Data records
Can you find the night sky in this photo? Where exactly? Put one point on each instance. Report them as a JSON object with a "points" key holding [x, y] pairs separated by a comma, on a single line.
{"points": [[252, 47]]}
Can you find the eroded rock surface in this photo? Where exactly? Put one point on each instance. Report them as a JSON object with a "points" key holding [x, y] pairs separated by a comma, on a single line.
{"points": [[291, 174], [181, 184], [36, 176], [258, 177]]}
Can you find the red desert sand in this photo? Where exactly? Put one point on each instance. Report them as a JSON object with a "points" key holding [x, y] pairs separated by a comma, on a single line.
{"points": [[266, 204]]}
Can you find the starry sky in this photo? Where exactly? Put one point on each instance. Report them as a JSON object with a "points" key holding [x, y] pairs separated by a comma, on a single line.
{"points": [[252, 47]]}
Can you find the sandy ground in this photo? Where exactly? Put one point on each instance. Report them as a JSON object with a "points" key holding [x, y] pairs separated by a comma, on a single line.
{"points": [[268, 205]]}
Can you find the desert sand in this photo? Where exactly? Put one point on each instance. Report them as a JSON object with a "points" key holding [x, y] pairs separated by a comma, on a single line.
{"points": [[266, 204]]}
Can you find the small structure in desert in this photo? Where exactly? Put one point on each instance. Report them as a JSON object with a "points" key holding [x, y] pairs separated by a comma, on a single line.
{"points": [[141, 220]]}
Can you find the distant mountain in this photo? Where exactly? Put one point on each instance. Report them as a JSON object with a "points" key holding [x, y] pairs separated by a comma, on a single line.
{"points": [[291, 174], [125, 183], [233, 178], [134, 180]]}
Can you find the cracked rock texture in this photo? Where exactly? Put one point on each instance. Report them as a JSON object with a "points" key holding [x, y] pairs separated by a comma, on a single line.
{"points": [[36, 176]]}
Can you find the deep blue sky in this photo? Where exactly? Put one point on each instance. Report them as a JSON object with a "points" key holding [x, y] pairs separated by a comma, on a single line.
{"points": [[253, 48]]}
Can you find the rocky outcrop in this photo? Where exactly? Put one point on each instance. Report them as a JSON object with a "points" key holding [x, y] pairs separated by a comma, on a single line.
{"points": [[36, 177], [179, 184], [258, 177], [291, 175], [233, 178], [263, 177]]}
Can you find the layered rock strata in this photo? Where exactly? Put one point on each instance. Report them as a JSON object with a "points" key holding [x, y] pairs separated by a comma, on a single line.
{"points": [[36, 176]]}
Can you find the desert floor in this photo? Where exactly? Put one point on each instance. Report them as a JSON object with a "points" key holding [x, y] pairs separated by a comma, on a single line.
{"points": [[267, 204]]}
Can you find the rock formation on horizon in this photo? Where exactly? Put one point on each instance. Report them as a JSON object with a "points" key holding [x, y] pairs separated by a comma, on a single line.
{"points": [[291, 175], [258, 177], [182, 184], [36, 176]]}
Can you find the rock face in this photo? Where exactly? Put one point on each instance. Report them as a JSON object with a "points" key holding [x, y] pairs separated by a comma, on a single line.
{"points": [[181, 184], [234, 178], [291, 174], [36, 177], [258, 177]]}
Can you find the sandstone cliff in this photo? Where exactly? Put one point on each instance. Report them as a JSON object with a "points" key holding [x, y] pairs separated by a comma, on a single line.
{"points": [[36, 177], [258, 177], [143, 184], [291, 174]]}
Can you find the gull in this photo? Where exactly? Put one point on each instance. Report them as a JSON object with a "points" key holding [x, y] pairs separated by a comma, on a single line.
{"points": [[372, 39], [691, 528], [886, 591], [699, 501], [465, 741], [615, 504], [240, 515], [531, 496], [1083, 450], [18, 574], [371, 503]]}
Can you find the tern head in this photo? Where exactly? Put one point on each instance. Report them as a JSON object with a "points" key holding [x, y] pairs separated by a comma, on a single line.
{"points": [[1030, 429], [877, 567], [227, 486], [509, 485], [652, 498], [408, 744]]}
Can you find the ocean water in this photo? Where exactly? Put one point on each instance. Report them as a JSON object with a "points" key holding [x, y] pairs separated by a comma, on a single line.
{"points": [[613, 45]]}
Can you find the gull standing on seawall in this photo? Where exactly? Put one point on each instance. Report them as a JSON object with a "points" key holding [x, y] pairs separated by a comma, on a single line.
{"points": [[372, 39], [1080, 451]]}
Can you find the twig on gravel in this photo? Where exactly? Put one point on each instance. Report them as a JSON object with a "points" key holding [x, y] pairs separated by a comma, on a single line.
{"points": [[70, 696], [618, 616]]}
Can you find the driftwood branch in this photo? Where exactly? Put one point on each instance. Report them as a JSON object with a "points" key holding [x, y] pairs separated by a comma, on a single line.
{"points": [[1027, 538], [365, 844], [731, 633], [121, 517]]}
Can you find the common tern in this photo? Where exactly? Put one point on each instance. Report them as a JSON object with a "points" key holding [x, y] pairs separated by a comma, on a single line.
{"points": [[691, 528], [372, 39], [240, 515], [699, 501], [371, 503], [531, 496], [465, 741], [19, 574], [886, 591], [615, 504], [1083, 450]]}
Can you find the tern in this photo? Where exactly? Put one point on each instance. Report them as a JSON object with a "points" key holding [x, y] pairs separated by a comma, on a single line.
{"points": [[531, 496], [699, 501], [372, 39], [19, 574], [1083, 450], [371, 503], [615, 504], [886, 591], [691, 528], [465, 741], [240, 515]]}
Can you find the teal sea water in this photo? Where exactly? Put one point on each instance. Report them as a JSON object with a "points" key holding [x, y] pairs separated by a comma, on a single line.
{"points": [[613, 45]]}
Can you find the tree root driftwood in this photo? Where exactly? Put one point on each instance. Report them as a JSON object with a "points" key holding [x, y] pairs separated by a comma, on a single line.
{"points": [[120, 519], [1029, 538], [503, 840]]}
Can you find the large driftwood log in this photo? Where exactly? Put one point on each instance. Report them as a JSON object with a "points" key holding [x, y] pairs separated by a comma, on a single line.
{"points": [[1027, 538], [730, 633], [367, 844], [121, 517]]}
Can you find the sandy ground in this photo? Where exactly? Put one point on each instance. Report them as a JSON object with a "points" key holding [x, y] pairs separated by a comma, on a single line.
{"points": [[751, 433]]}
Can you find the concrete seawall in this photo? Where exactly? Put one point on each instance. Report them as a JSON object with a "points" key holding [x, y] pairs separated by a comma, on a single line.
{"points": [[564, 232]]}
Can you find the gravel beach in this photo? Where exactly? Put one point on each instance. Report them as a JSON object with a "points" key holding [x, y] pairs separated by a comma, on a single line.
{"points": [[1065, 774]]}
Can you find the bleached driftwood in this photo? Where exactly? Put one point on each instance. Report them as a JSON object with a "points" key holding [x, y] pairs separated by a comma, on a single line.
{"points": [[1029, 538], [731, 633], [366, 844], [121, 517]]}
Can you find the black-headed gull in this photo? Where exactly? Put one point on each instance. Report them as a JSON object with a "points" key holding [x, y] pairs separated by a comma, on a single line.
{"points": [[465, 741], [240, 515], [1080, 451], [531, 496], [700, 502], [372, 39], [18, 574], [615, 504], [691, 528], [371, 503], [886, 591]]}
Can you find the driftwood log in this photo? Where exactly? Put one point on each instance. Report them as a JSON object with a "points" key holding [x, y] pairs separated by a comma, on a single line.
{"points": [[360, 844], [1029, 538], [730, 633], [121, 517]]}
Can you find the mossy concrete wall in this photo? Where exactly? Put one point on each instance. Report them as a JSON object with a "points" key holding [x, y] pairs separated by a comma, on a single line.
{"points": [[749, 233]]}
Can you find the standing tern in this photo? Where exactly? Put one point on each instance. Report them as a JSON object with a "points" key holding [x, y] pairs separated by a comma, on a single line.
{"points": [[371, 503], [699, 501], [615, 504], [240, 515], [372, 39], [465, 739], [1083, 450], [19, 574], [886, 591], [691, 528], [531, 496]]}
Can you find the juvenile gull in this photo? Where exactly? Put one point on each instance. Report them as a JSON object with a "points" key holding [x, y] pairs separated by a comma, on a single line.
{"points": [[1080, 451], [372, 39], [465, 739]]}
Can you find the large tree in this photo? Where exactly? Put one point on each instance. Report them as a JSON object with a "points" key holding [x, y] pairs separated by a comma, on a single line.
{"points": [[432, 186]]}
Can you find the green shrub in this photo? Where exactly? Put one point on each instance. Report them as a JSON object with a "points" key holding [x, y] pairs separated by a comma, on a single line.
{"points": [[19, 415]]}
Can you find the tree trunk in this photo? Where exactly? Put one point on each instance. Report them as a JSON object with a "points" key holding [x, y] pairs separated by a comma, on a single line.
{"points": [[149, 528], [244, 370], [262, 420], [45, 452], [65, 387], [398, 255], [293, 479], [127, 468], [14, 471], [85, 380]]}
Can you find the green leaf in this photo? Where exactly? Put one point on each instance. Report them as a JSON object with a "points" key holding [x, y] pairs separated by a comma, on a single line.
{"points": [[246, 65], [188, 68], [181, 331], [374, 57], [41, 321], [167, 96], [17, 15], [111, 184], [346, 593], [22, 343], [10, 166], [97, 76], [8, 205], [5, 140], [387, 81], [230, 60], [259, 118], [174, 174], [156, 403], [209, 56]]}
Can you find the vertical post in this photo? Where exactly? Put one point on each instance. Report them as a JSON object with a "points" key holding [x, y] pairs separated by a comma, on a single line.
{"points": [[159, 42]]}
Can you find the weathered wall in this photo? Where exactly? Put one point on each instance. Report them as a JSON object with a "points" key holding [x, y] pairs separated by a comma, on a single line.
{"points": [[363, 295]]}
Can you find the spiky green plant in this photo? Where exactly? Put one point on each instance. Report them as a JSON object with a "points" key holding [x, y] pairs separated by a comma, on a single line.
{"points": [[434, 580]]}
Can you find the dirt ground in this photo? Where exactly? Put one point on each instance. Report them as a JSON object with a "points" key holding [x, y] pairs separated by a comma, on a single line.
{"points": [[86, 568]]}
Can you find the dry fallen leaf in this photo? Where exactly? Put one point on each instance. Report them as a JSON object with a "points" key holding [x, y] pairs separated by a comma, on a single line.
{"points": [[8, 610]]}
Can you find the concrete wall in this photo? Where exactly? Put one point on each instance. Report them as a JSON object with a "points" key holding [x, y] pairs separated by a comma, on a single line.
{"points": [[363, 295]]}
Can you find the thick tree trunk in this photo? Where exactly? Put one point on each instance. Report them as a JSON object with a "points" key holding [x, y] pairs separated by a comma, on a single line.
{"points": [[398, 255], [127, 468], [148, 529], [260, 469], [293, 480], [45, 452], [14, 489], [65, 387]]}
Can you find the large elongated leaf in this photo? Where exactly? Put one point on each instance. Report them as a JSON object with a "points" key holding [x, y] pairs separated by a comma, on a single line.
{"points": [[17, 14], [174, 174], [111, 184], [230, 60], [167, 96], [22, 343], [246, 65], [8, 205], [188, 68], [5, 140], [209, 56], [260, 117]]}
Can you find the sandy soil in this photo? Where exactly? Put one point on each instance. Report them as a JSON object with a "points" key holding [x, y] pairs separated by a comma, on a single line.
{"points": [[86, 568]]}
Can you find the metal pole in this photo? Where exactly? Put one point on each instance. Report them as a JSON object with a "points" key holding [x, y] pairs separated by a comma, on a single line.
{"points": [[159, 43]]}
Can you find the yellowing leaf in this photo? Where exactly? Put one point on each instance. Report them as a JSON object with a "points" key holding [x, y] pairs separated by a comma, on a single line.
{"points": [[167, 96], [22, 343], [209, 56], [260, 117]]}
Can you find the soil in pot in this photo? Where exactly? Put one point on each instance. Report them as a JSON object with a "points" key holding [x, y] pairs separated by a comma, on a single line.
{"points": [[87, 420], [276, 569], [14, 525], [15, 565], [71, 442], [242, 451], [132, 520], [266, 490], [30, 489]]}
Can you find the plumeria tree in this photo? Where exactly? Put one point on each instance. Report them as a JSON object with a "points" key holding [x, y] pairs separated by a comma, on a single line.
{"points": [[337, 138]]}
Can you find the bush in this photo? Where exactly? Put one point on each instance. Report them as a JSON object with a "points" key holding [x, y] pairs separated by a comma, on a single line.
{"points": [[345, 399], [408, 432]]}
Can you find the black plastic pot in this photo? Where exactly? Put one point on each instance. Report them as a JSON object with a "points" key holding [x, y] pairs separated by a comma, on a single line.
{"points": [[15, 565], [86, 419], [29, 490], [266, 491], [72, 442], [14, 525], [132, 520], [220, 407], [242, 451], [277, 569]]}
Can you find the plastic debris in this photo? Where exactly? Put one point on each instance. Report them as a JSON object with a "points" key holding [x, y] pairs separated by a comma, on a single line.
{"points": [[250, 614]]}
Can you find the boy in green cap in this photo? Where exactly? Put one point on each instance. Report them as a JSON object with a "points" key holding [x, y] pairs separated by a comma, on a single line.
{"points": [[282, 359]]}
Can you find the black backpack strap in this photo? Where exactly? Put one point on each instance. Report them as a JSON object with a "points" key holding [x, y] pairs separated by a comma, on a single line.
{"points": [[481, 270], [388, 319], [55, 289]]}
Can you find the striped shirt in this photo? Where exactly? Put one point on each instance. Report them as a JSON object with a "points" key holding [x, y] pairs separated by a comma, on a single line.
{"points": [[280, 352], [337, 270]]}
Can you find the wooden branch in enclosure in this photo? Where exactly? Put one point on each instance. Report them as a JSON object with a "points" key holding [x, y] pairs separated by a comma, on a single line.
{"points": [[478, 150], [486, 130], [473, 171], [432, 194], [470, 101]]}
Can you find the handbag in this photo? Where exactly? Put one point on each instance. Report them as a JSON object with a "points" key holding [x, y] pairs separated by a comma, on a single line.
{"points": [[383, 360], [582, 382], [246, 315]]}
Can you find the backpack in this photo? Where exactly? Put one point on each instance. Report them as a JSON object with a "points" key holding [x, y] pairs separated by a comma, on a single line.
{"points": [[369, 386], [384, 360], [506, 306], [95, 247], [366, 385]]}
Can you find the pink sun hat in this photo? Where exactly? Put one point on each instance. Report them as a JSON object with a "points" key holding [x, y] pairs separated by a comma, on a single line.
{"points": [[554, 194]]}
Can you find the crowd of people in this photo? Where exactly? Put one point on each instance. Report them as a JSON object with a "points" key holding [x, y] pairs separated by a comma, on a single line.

▶ **THE TASK**
Give every line from the one containing "Can you find the handbag" through the end of the entries as a JSON list of strings, one string per line, leaving out blank lines.

▶ **EXERCISE SOLUTION**
[
  "Can you find the handbag in this photo? Where exactly? Put one point on each instance. Report them as a JSON object with a \"points\" key holding [x, y] pairs separated by a comma, on a single line.",
  "{\"points\": [[383, 360], [582, 382], [246, 315]]}",
  "Can you find the backpack in this photo? Where exactly? Put one point on each instance. Report them as a JSON object with a \"points\" key holding [x, y] pairs separated by a comma, on a single line.",
  "{\"points\": [[369, 386], [384, 360], [506, 306], [95, 247], [366, 385]]}",
  "Can you find the pink sun hat in this photo? Where exactly? Put one point on each instance. Report them as a JSON object with a \"points\" key holding [x, y] pairs separated by a comma, on a single line.",
  "{\"points\": [[554, 194]]}",
  "Can you find the crowd of people in this photo? Where exactly? Put one point on each instance. Report them as a JSON object with a \"points\" key holding [x, y] pairs separated by a comma, on a single line."
]